__Questions on the material__:
- 1) Can you copy the discharge instructions text below word for word, between "Use the concept" and "do about it.", inclusive?
- 2) Which conditions does the discharge instructions text below name as "EM diagnoses of exclusions"?

__Excerpted passage__:
MedMalMonthly: Discharge Instructions

One of the best risk management strategies is clear discharge instructions. 

  • Estimated that half of lawsuits in EM are related in someway to discharge planning. 

Instructions should be time specific and action specific and include what to return to the ER for. 

The more that is listed the less that is read; the pre made templated instructions are never a substitute for verbally closing the encounter. 

Use the concept of "preemptive strike" - explaining what may happen early in the patient encounter. 

  • Example: If a patient comes in after a car accident with glass in a wound you should tell the patient it's possible not all of the glass was removed and so if they see glass being expressed from the wound at a later time they know you're not so sloppy that you missed it but so smart that you knew this may happen and told them what to do about it. 

Avoid "false certainties" 

  • Be careful with putting the "EM diagnoses of exclusions" on the chart like gastroenteritis, GERD, anxiety, panic attack, migraine, etc.

__Listed records__:
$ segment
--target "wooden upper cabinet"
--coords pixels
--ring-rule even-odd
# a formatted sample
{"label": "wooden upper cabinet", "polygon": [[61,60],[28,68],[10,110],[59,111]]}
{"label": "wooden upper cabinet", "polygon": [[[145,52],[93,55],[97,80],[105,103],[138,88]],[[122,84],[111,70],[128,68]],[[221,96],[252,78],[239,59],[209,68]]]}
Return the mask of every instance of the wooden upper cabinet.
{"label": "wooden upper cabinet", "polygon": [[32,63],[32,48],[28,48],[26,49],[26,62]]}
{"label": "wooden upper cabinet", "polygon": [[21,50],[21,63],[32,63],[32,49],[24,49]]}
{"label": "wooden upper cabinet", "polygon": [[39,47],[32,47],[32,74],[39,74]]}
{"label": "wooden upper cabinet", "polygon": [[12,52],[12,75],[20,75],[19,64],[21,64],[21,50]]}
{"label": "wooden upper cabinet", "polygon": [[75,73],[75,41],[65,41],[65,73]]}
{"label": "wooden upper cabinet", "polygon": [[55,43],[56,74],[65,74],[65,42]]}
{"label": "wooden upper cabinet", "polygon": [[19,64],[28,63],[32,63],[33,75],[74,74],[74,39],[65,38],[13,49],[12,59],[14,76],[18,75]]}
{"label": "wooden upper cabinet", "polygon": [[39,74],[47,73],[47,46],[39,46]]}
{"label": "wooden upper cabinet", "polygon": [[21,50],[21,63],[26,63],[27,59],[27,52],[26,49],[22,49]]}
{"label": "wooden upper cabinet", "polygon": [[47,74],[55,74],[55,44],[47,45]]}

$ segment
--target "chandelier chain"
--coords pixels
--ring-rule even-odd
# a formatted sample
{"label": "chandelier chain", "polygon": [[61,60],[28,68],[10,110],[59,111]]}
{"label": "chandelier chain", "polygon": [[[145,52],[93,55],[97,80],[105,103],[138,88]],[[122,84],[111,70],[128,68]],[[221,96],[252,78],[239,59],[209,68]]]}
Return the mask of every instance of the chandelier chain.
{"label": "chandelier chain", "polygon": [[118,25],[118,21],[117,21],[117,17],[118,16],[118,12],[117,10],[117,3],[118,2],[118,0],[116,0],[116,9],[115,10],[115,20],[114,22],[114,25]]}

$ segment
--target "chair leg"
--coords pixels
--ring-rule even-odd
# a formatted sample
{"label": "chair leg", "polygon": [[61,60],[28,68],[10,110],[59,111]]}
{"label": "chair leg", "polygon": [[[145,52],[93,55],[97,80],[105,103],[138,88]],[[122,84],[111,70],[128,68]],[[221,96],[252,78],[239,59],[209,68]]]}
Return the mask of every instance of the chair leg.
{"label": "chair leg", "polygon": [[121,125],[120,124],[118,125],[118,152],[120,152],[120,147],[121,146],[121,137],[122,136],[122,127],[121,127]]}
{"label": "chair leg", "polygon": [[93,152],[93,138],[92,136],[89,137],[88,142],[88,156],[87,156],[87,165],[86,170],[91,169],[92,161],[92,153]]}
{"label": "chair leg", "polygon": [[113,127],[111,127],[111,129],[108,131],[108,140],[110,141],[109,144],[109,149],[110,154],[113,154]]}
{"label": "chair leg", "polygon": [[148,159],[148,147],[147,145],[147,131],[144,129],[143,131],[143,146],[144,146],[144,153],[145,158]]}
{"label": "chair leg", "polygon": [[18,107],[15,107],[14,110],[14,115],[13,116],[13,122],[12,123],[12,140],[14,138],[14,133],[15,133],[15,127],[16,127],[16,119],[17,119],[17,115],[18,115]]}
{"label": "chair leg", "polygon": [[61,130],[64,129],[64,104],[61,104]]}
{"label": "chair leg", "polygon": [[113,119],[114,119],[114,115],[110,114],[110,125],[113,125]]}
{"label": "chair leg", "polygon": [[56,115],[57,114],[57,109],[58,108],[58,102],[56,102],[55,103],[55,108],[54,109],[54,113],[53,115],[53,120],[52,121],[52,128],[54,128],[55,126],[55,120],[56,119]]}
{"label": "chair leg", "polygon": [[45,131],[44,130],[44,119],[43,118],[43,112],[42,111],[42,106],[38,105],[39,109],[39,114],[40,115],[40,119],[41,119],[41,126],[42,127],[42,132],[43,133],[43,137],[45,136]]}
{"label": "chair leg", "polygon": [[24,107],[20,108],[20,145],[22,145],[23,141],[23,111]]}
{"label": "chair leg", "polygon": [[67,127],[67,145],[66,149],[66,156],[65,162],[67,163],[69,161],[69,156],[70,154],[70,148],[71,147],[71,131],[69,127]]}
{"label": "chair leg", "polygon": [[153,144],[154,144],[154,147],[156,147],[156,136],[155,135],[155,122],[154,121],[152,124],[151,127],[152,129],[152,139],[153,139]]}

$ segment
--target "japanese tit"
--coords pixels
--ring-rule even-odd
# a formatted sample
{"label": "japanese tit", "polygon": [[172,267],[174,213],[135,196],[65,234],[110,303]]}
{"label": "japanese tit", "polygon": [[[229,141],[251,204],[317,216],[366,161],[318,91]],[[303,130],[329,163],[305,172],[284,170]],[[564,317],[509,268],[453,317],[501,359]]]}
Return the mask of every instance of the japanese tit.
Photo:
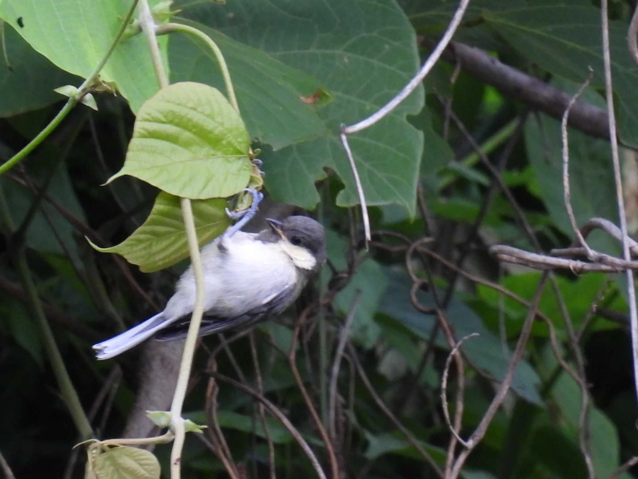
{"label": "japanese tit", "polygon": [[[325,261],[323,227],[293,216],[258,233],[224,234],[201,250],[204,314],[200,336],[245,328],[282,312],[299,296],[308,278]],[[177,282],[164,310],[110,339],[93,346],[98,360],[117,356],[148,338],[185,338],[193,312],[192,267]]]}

__Solved tasks__:
- 1)
Use the concept of "preemptive strike" - explaining what may happen early in the patient encounter. 

  • Example: If a patient comes in after a car accident with glass in a wound you should tell the patient it's possible not all of the glass was removed and so if they see glass being expressed from the wound at a later time they know you're not so sloppy that you missed it but so smart that you knew this may happen and told them what to do about it.

- 2)
gastroenteritis
GERD
anxiety
panic attack
migraine